• **PROVIDED PASSAGE**:
- - - - - - -

In addition to the initial work to call attention to these hate crimes, our community engagement work with Eva over the past year has included initiating the processes to begin developing relationships with:

  • The Office of Civic Engagement & Immigrant Affairs’ (OCEIA) Community Ambassador Program to expand the services that they already provide on Clarion Alley;
  • HOMEY, a grassroots, non-profit organization that works directly with youth and young adults in schools, on the street and in jails to deliver our brand of workshops, services and empowerment activities to our community; and
  • The effort to expand the Mission Cultural District to the North Mission, including CAMP, and continuing to build our relationship with District 9 Supervisor Hillary Ronen’s Office as part of that process.

Eva also facilitated the painting of the new signage at the entrance of Clarion Alley on Valencia Street.

Thank you Eva for your work over the past year – we wish you the best in your future endeavors!

- - - - - - -

• **THE DATA**:
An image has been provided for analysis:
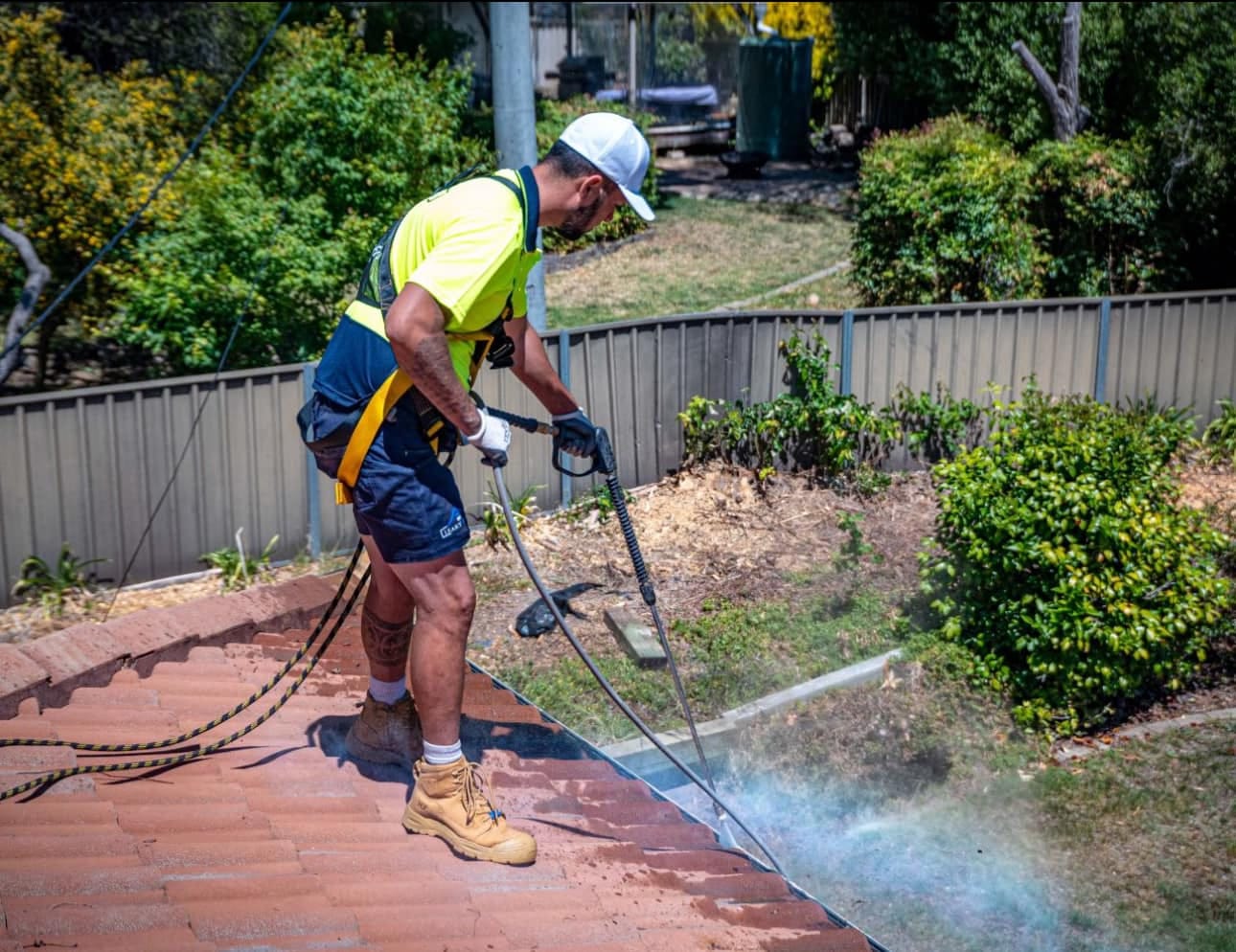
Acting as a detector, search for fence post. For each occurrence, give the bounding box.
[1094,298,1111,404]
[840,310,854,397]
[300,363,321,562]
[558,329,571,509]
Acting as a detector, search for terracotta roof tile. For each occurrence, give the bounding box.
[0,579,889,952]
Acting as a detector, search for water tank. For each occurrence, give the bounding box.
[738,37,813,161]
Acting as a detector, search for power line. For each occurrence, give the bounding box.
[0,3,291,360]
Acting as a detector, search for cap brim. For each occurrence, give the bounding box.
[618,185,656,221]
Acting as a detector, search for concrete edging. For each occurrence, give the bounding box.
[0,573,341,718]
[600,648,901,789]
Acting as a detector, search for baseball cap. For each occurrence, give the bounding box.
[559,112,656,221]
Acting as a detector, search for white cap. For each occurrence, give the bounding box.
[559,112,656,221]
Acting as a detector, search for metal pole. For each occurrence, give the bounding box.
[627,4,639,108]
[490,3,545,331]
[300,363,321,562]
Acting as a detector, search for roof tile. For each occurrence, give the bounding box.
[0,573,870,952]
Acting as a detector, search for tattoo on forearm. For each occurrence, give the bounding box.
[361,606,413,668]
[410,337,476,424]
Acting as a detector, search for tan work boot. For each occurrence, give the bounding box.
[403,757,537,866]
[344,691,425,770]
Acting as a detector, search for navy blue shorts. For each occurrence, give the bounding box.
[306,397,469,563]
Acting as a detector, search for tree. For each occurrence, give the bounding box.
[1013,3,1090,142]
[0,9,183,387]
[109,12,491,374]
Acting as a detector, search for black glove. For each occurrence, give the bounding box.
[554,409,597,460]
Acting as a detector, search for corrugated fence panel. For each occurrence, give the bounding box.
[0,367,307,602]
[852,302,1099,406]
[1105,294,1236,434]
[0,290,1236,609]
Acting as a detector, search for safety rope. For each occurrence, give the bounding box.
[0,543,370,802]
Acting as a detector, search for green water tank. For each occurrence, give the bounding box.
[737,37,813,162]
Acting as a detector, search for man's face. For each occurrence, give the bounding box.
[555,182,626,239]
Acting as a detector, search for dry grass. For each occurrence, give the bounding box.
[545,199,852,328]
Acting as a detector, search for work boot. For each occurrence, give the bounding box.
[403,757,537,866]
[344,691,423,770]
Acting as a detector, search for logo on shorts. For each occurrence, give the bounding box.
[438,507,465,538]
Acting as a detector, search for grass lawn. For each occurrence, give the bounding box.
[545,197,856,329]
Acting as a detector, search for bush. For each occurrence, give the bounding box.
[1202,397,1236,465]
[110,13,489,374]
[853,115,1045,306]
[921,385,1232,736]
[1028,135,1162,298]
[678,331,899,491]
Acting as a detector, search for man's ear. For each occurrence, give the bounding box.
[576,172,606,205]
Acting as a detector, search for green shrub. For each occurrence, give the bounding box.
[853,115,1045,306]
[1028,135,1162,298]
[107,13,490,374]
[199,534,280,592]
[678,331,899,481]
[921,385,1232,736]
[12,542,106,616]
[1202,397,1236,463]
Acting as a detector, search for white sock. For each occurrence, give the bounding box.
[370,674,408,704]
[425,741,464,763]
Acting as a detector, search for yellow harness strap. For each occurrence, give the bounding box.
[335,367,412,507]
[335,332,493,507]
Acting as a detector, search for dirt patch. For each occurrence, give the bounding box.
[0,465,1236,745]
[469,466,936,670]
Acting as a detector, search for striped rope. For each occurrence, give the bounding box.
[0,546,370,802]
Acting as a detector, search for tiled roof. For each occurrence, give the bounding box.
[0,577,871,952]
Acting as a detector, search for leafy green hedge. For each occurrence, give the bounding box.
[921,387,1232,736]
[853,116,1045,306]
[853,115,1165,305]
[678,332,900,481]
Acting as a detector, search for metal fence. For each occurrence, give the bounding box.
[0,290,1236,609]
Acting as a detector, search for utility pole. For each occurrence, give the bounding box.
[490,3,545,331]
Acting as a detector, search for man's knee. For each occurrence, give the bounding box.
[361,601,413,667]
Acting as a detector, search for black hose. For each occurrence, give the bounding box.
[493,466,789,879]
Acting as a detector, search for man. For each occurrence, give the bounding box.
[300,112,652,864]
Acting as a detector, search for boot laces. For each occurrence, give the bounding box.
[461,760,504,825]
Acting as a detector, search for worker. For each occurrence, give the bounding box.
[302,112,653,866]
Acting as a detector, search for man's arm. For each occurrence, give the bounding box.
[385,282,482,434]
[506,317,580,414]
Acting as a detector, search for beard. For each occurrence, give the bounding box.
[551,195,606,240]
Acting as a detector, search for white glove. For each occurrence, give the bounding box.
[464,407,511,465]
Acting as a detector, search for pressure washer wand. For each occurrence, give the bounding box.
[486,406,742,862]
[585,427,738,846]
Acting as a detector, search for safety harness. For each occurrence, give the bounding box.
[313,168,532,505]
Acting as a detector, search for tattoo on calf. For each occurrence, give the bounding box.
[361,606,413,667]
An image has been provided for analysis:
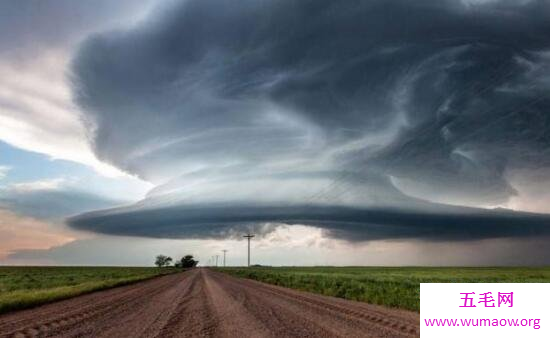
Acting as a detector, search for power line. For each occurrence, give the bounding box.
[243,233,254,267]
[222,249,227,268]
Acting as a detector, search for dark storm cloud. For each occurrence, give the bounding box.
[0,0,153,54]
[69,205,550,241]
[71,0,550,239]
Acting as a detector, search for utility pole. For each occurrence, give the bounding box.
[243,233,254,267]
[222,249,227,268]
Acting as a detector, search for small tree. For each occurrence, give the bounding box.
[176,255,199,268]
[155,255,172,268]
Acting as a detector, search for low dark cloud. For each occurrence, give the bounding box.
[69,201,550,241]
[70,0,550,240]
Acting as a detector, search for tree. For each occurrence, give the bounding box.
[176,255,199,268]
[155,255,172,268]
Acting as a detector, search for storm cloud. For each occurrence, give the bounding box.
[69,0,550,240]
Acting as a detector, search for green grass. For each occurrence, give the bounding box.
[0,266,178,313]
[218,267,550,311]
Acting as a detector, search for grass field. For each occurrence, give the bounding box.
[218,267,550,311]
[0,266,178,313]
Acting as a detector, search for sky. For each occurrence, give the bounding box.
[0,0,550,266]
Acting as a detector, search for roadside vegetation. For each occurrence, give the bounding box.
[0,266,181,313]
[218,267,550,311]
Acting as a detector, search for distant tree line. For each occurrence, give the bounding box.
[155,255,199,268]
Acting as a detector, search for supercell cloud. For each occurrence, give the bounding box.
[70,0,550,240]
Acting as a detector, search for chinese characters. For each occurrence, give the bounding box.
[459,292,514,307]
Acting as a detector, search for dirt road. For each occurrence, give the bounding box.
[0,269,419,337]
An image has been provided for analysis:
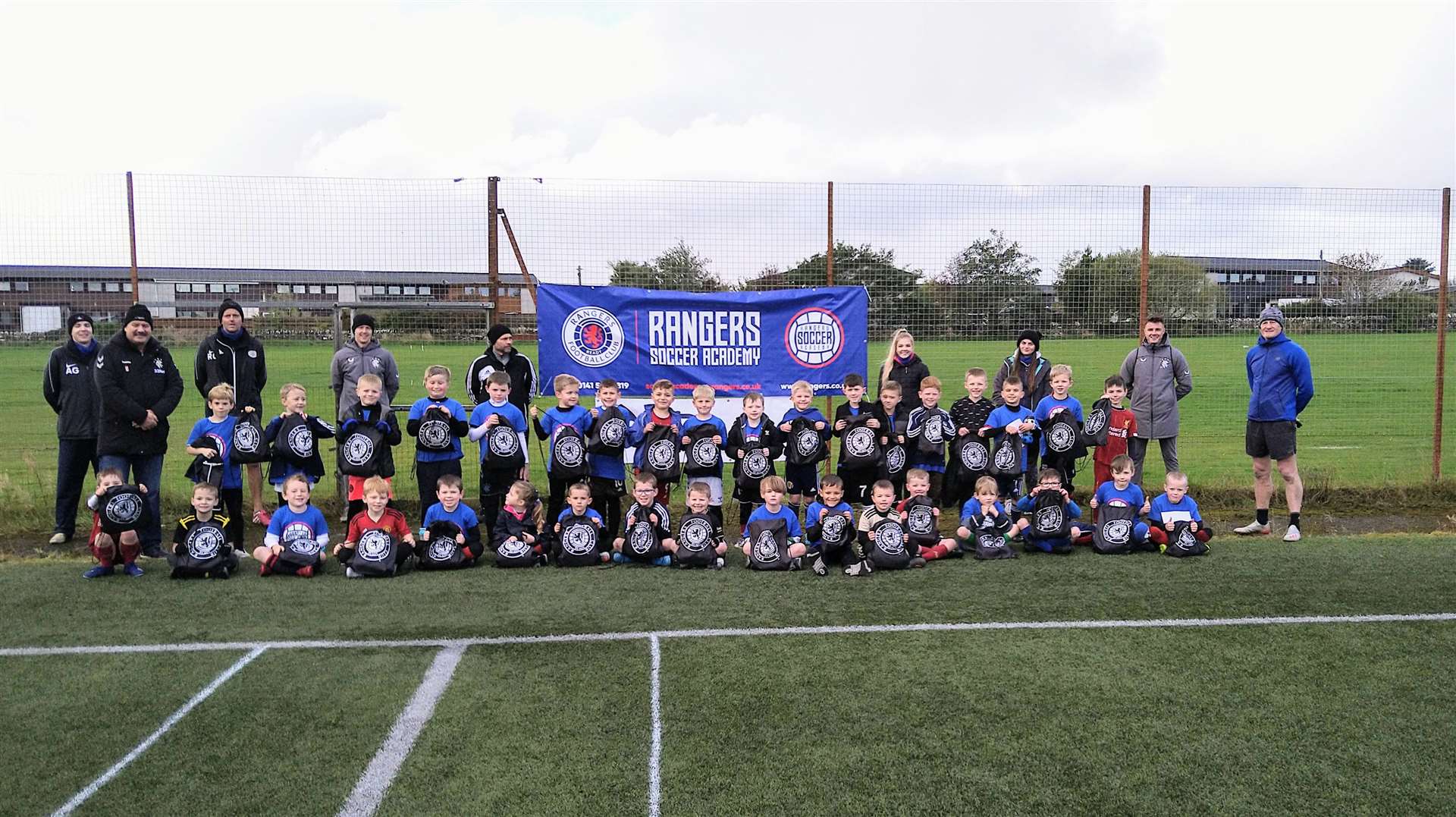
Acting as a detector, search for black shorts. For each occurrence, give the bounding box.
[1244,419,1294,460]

- - - - - - -

• **PARTS OF THE EXERCISE**:
(a) According to the Clarion Alley passage, where is the new signage whose painting Eva facilitated?
(b) Carry the Clarion Alley passage forward, starting after its final sentence.
The data above comes from a different source than the passage about Clarion Alley.

• **YOUR RESPONSES**:
(a) At the entrance of Clarion Alley on Valencia Street.

(b)
Long before the term “Social Practice Art” existed, Clarion Alley Mural Project was rooted in social practice through art. The origins of CAMP grew directly out of working with the communities on and surrounding Clarion Alley. At every phase of its development, residents and elders in the community were included in the process to establish CAMP – a process that we describe as bringing the two-dimensional into the three dimensional space. CAMP has always had a three-dimensional approach that has combined public engagement through art with direct support and service for our residents and communities to address the challenges that we have faced over the past three decades.

Juanita Rieloff, photograph by Kay Westhues

In its early days CAMP worked with community and cultural activist Juanita Rieloff to help support her efforts to create a childcare center at the corner of Mission and Clarion, as well as her compassion and generosity to open up the doors during the winter of 1998 to those experiencing homelessness. In turn, Juanita was always a staunch supporter and ally of Clarion Alley.

A very recent example of CAMP’s neighborhood resident support is our initiation to facilitate the connection of one of our long-term alley residents and strong CAMP supporter (27 years) with the SF Community Land Trust and MEDA to engage in purchasing the 5-unit property that is currently up for sale and would likely result in the eviction of all of the tenants living on the property.

Art in the Alley, South Detroit

CAMP was instrumental in working with community members in South Detroit to use CAMP’s model to help develop their Art in the Alley project. CAMP was invited to travel to Detroit and spend two days with community members sharing best practices and lessons learned.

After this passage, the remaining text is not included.